Direction
Write the next part of the text on canons and repertoires in the visual arts of the Hispanic world, picking up after its last sentence.

Text shown
###
Organised by Stefano Cracolici and Edward Payne (Zurbarán Centre for Spanish and Latin American Art, Durham University)
Free, but please register at this link: https://www.eventbrite.co.uk/e/canons-and-repertoires-constructing-the-visual-arts-in-the-hispanic-world-registration-62569293441
The visual arts in Spain have long been haunted by the spectres of six giants: El Greco, Ribera, Velázquez, Murillo, Goya and Picasso. Still today, these canonical figures tower over all others and continue to shape the story of Spanish art, which has been traditionally told in monographic form. Although the strength of the Spanish canon has informed different disciplines (literature, aesthetics, performing arts), given the recent ‘material turn’, the prosopographical dimension of the visual arts in Spain poses a disciplinary challenge. Similarly, following the ‘global turn’, the visual arts of Iberia pose a geographical challenge, intersecting with the Mediterranean, Arabic, Latin American, British and continental European worlds. The notions of ‘Spain’ and ‘Spanish art’, therefore, are necessarily nebulous and problematic, raising a host of questions: To what extent does Spanish art exist before the establishment of Spain as a nation state? To what extent is the art of the Habsburg and Bourbon empires a Spanish art outside Spain? What is the role of Spain in the wider canon of European art? Who has exploited the visual arts of the Hispanic world, geographically, politically and intellectually? These questions ultimately point to a tension between canons and repertoires; between centres and peripheries; and between consolidating the ‘core’ and expanding the ‘remit’ of the so-called Spanish school.
###
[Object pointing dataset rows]
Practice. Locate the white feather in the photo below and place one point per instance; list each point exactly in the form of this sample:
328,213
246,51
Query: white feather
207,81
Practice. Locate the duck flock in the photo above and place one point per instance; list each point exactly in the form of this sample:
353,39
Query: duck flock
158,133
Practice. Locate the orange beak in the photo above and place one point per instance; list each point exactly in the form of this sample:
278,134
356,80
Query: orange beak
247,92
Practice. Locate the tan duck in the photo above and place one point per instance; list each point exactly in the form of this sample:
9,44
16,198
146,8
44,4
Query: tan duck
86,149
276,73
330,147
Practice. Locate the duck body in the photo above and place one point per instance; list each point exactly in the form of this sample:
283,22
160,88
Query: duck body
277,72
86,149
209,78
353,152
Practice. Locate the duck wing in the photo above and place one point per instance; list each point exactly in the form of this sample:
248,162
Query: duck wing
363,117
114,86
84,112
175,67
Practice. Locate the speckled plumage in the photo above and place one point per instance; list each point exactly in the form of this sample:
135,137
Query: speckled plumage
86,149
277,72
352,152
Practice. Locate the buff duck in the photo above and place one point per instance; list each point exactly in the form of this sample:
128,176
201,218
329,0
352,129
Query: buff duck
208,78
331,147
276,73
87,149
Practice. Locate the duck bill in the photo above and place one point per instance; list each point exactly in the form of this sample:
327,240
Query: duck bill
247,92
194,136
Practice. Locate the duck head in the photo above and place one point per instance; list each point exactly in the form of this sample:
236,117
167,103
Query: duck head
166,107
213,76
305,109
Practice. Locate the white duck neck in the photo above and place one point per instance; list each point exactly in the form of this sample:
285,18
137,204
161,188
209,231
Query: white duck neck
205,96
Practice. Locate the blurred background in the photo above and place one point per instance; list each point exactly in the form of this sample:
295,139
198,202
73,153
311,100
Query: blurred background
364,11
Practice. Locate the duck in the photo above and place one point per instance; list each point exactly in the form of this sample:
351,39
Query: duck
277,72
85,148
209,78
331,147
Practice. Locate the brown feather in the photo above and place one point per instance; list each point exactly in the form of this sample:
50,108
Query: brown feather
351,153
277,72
###
Answer for the task
This conference will explode the disciplinary, material and geographical limits of Spanish art, inaugurating the Zurbarán Centre as a critical and innovative research institution for the study of Spanish and Latin American art in the twenty-first century. Papers will challenge the canonical construction of Spanish art, which can be traced back to writings from Palomino’s Lives of the Eminent Spanish Painters and Sculptors (1724) to Stirling Maxwell’s Annals of the Artists of Spain (1848), to more recent publications by scholars in the field. Papers will also probe the chronological, geographical and material boundaries of the ‘El Greco to Goya’ survey, interrogating the ways in which academics, curators, scholars and teachers narrate this material through various platforms, including publications, museum displays, exhibitions, lectures, gallery talks and academic courses. Speakers will address the various ‘terrains’ of Spanish art, from geographical constructions of Iberia as Europe’s frontier or edge, to exchange with all that lies beyond the Pillars of Hercules.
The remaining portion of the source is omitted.